[Entries from a point annotation set]
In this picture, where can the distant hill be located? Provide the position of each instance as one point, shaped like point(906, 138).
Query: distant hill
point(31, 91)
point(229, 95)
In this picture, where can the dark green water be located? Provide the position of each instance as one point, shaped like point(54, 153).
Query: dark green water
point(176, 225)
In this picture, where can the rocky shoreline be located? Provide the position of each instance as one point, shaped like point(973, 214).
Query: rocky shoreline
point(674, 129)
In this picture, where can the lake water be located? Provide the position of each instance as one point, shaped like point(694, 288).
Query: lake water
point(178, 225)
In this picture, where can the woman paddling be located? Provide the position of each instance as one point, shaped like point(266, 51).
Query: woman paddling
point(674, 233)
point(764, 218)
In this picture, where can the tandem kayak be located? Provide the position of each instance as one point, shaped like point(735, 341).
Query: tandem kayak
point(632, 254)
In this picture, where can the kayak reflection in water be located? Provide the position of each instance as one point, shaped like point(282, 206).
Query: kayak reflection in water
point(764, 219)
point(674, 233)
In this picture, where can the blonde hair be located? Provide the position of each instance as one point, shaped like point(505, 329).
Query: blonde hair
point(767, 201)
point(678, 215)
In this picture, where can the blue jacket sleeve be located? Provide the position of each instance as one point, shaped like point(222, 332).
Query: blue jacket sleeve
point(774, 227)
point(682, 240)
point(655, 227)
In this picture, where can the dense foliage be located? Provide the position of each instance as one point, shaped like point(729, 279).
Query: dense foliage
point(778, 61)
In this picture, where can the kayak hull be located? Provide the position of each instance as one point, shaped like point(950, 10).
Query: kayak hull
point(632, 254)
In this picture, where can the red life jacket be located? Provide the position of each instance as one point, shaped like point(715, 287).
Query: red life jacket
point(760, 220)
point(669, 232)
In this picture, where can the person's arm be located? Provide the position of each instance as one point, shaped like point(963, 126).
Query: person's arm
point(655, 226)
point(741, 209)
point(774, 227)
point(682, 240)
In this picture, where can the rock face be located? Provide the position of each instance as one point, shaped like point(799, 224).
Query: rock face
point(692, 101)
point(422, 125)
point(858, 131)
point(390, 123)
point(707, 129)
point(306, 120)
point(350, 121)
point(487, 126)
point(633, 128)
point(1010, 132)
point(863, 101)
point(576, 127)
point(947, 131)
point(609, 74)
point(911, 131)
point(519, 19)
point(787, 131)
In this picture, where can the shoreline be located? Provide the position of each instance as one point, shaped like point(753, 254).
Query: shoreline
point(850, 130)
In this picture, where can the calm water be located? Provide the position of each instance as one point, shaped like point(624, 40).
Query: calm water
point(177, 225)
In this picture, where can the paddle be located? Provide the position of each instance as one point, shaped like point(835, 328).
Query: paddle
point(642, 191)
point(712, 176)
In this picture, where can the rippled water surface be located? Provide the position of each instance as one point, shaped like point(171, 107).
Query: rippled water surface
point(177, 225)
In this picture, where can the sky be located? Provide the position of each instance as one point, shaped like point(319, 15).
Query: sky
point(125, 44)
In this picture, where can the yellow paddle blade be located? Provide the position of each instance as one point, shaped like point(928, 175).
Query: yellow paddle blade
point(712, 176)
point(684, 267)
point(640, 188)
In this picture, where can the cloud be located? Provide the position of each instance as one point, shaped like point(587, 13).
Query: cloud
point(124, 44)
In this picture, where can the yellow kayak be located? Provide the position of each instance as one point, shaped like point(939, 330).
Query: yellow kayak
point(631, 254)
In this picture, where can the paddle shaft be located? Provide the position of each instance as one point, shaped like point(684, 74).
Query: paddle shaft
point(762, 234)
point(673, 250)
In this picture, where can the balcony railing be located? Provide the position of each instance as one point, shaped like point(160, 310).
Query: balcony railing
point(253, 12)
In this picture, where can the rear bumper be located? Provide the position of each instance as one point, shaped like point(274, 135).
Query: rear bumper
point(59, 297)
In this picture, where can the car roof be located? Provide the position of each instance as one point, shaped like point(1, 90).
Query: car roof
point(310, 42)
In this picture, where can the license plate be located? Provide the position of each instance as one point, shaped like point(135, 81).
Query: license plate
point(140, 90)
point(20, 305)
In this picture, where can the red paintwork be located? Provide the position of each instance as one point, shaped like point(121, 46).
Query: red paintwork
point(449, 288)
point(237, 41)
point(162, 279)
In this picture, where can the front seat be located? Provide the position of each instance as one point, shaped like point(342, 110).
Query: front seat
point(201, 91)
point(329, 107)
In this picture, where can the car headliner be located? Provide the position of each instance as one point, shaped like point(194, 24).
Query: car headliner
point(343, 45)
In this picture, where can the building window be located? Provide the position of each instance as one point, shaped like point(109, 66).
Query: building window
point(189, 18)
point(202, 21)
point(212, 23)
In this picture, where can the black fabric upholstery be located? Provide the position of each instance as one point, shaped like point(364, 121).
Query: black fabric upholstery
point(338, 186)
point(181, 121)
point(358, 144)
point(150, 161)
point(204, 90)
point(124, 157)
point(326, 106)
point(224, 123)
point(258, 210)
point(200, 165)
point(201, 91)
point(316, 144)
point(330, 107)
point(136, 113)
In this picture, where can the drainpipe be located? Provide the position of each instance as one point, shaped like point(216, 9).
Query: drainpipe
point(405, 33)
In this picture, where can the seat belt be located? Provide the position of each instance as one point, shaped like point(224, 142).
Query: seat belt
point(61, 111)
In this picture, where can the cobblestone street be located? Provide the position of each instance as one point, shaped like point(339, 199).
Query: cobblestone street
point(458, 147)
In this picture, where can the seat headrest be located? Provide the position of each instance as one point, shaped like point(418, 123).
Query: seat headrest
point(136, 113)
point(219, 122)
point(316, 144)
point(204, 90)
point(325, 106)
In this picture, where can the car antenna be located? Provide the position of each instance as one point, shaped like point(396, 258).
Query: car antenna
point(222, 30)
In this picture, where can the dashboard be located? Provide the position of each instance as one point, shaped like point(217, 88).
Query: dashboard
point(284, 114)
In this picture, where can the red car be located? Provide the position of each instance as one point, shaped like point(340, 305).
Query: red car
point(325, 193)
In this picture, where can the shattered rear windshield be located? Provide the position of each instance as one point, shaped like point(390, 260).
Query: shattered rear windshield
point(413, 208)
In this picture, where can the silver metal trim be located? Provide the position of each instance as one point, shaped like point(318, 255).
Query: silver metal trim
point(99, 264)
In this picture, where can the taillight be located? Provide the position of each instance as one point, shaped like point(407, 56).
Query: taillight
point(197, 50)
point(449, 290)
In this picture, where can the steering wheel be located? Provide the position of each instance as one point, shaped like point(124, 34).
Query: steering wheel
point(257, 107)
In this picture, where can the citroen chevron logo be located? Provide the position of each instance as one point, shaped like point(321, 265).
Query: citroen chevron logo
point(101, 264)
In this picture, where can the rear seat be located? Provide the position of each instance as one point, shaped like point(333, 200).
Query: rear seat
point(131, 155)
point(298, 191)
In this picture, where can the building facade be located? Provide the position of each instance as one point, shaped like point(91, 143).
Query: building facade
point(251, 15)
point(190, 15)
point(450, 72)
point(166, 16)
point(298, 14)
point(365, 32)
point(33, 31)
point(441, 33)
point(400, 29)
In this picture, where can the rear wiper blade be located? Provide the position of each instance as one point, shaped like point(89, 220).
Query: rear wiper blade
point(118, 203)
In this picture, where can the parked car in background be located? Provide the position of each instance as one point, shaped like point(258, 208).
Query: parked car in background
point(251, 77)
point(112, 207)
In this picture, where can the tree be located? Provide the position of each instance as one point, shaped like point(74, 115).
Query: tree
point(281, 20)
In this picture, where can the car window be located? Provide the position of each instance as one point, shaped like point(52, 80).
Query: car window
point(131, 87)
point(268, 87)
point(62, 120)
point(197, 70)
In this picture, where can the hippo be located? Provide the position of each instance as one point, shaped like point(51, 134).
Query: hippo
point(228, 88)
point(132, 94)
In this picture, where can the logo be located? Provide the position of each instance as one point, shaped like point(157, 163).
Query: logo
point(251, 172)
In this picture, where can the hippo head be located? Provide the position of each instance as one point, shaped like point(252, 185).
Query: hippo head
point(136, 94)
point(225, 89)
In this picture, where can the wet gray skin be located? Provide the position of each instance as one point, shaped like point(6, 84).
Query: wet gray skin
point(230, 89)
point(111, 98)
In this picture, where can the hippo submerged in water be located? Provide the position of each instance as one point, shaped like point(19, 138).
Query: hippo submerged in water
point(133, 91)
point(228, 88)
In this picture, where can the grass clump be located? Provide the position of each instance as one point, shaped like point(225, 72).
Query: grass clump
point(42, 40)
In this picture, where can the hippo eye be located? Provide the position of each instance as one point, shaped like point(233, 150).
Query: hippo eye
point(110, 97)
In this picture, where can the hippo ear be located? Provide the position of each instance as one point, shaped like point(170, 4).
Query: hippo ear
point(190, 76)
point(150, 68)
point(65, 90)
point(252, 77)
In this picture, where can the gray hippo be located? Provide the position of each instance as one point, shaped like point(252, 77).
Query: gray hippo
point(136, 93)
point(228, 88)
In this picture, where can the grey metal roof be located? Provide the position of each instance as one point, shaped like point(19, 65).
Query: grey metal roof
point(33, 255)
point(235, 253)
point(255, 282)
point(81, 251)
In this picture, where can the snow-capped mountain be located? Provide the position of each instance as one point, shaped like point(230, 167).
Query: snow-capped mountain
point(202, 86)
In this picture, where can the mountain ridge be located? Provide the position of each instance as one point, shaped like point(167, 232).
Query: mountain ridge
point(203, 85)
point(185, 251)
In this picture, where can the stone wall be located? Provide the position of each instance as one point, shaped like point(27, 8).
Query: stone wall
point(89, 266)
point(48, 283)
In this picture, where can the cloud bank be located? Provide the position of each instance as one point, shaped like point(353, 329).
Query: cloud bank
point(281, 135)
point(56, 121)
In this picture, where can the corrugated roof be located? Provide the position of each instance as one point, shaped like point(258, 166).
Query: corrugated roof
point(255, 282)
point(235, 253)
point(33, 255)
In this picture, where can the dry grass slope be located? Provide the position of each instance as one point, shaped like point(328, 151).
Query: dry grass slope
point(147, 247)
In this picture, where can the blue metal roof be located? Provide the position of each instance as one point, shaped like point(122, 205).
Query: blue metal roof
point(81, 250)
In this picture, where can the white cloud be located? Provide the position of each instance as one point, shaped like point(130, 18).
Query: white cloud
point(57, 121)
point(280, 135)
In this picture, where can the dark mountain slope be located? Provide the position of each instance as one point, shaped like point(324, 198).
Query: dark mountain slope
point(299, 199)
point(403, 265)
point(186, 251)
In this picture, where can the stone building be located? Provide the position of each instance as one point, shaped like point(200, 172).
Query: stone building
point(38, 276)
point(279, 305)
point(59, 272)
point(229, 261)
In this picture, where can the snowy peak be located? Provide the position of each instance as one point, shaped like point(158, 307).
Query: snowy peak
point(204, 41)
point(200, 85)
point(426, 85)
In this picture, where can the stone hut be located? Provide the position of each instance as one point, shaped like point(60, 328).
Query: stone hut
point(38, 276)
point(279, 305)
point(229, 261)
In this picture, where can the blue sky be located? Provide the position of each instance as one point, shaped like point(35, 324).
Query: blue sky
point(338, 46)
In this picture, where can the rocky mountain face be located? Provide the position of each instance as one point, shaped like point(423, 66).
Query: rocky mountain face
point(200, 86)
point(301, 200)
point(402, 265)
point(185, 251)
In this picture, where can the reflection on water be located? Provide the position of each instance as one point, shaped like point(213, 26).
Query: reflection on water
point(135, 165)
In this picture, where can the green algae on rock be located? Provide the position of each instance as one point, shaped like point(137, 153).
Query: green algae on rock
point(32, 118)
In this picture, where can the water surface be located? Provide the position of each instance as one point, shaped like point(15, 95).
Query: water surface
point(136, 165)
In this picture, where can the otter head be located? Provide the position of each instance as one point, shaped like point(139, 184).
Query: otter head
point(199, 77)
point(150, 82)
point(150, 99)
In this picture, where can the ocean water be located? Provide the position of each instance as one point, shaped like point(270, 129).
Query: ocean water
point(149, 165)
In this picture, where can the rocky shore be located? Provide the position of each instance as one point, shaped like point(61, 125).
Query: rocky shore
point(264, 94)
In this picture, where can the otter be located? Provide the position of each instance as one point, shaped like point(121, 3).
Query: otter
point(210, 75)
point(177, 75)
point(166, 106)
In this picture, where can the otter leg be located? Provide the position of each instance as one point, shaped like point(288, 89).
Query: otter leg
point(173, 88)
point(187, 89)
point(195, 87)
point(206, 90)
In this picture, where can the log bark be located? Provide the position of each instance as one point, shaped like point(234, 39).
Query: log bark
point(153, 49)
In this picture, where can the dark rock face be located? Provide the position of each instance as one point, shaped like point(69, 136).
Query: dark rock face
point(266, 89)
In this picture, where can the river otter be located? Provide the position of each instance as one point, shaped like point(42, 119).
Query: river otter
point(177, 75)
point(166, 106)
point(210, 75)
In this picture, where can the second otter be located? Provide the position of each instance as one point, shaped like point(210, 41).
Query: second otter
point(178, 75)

• **WHAT THE TASK REQUIRES**
Reproduce verbatim the lines of the entries above that begin with the line containing "In this picture, where can the hippo head" and end with the line containing "point(225, 89)". Include both of those lines.

• **FINISHED TASK**
In this picture, where can the hippo head be located? Provide the position of each instance as one point, shaped like point(252, 185).
Query: hippo head
point(136, 94)
point(225, 89)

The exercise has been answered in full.